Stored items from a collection

- - - - - - -

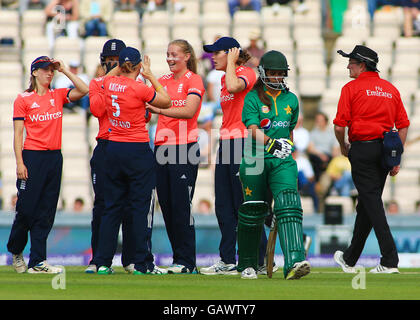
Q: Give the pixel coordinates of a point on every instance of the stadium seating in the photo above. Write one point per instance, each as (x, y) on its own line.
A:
(316, 71)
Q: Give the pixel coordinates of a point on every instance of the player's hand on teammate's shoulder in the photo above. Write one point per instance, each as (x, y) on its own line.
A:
(153, 109)
(233, 55)
(59, 65)
(146, 71)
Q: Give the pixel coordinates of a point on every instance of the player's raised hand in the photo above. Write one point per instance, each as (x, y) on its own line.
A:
(146, 71)
(21, 171)
(233, 55)
(153, 109)
(58, 65)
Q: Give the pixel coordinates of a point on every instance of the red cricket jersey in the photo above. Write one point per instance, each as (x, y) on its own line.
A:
(42, 117)
(369, 106)
(171, 131)
(97, 107)
(125, 101)
(232, 104)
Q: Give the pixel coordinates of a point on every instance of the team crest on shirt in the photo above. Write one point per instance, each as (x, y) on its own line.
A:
(265, 109)
(35, 105)
(265, 124)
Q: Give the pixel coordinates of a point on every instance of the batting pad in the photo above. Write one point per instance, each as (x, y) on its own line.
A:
(251, 217)
(289, 224)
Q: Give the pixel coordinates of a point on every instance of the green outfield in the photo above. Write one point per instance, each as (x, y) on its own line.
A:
(322, 283)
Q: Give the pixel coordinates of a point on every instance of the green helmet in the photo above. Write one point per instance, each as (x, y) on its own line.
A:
(273, 60)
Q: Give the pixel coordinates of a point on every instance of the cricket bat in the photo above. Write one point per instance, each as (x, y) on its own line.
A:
(271, 244)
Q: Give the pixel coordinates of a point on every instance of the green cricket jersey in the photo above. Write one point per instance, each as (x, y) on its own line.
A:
(276, 121)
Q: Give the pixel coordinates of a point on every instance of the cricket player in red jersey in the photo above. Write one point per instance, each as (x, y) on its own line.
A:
(178, 153)
(370, 107)
(109, 60)
(39, 161)
(236, 83)
(130, 164)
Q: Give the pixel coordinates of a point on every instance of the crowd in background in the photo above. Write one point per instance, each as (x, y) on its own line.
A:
(323, 171)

- - - - - - -

[Task description] Skip the pictures and reproduce all remaining entries exactly.

[Completed exercise]
Q: Give the pixel coordinates of a point on every instance of the stadium seating in the photo above. Write one point per instance, each as (x, y) on its own line.
A:
(316, 71)
Q: Give the pixel coordinates of a point on every instance of the player's hand on teammate's shoulder in the photo above. Write one point per instance, each as (x, y) on its own line.
A:
(153, 109)
(233, 55)
(59, 65)
(146, 71)
Q: Give the pixel coordinates of a point on every instance of the player's raised hand in the photo above. Write one point per instance, each as (x, y) on its own line.
A:
(146, 71)
(21, 171)
(233, 55)
(153, 109)
(58, 65)
Q: Give the pixel coordinates of a point on every instance of the red cricket jersey in the photo above. Write one point per instance, each as (x, y) on its own line.
A:
(42, 117)
(369, 106)
(171, 131)
(97, 107)
(125, 101)
(232, 104)
Q: Give the pixel coordinates of a point on every instance of the team crest on shirt in the photo above. Write one point per instance, each as (x, y) on its own line.
A:
(265, 109)
(35, 105)
(265, 124)
Q: Give the pixel coordinates of a point on every instance of the batting pad in the photo above. Write one point per instance, each as (x, y) on its own line.
A:
(251, 217)
(289, 224)
Q: Give the pixel coordinates of a point on every instance of the green outfield in the photo above. Write one point per instance, each as (x, y) on its own line.
A:
(322, 283)
Q: Give the pixel coordinates of a point on every instance of the green helmet in the photo above. Write one point per instance, each as (x, y) on its own line.
A:
(273, 60)
Q: Give the pixel coordinates of a point on every instance of the cricket bat in the photo above. Write one point per instance, each as (x, y) on its own line.
A:
(271, 244)
Q: Give the pixel coordinates of a point on every instance of the green cricket jersey in the photo above. Write one point per instance, each as (x, y) on its own line.
A:
(276, 121)
Q: Give the pixel coordinates of a point on every instance of the cricket player in red jersey in the photo above. Write one point per instance, each as (x, y) on its own line.
A:
(178, 153)
(370, 107)
(109, 60)
(39, 161)
(236, 83)
(130, 164)
Q: Give the pixel coordinates of a point on every instance of the crowd in background in the photo above. Write one point per instance, each as (x, y) on its own line.
A:
(323, 171)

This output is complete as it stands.